SET EXERCISE: Could you continue the forum post below about the Others and Water Dancing from the point where it stops?

DOCUMENT PASSAGE:
Interestingly enough, Waymar Royce's eye that got destroyed by a shard of his sword splintering does not glow blue, but Thistle who clawed out both of her eyes before dying and now only has pits remaining, does have a "pale blue light" flickering in both eye sockets, which gives her a beauty she had never known "in life", as like I mentioned earlier, Varamyr wanted to steal her body before but he was bummed out that she was kinda ugly and old in his eyes.

Another fun fact, the only humanoid characters which are ever described as "gliding" (otherwise it's only boats gliding thorugh water or winged creatures like Drogon gliding through the air), are Arya the Water Dancer, Varys (perceived by both Arya and Tyrion), and Chataya (perceived by Tyrion). And the Others.

I made a thread a while ago about how the Others' movement reminds me of Water Dancing, if anyone is interested:

>The Others made no sound.
Will saw movement from the corner of his eye. Pale shapes gliding through the wood.
[...]
She was blind. A water dancer sees with all her senses, she reminded herself. She closed her eyes and steadied her breathing one two three, drank in the quiet, reached out with her hands.
Her fingers brushed against rough unfinished stone to her left. She followed the wall, her hand skimming along the surface, taking small gliding steps through the darkness. All halls lead somewhere. Where there is a way in, there is a way out. Fear cuts deeper than swords. Arya would not be afraid.

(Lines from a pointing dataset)
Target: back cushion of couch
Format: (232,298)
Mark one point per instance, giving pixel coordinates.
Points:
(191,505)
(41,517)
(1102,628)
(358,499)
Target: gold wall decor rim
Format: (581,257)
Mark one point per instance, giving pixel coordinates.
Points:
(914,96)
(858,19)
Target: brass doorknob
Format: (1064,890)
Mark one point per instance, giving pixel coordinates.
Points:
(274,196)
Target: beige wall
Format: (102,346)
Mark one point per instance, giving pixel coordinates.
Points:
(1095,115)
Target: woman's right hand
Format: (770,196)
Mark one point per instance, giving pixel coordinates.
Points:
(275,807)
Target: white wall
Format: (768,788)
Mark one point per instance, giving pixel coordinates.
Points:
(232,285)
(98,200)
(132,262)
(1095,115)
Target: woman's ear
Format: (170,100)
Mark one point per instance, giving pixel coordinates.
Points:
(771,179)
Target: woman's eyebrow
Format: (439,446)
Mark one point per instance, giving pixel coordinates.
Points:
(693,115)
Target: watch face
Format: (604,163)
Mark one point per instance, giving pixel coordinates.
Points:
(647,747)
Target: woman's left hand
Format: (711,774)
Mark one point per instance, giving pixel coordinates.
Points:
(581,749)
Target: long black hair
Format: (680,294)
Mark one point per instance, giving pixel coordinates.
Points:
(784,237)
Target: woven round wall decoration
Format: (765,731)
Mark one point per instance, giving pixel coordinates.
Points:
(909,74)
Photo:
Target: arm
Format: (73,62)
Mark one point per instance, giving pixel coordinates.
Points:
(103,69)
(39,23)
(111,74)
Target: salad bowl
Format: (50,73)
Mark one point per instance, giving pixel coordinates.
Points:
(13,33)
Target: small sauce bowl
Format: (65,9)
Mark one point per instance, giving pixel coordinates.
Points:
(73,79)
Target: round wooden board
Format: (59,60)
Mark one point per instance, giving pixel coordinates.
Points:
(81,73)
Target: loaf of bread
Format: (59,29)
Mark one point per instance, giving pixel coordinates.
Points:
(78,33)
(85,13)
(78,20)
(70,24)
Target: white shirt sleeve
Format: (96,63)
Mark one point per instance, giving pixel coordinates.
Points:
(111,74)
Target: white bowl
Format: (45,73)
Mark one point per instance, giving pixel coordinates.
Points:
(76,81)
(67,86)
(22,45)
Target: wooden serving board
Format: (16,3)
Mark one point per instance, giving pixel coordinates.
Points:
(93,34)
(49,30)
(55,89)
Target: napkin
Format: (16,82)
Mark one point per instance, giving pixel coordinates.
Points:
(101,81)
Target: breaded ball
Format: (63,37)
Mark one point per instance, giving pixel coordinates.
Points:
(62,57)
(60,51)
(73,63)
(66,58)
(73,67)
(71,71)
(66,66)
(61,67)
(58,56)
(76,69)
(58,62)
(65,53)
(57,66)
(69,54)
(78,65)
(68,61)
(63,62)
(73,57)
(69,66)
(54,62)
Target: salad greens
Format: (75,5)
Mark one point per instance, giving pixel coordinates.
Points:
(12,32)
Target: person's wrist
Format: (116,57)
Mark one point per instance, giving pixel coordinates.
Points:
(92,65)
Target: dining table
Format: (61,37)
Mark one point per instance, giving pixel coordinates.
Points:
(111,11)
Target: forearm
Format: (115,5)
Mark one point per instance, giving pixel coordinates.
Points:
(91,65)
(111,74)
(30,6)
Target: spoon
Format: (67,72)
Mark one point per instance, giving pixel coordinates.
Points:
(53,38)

SOLVED EXERCISE:
[...]
“What would you have me do?” asked the torchbearer, a stout man in a leather half cape. Even in heavy boots, his feet seemed to glide soundlessly over the ground. A round scarred face and a stubble of dark beard showed under his steel cap, and he wore mail over boiled leather, and a dirk and shortsword at his belt. It seemed to Arya there was something oddly familiar about him.
[...]
Arya recognized the Hound, wearing a snowy white cloak over his dark grey armor, with four of the Kingsguard around him. She saw Varys the eunuch gliding among the lords in soft slippers and a patterned damask robe, and she thought the short man with the silvery cape and pointed beard might be the one who had once fought a duel for Mother.
[...]
Tyrion sat alone, sipping at what remained of the fine sweet Dornish wine. Servants came and went,
clearing the dishes from the table. He told them to leave the wine. When they were done, Varys came gliding into the hall, wearing flowing lavender robes that matched his smell. “Oh, sweetly done, my good lord.”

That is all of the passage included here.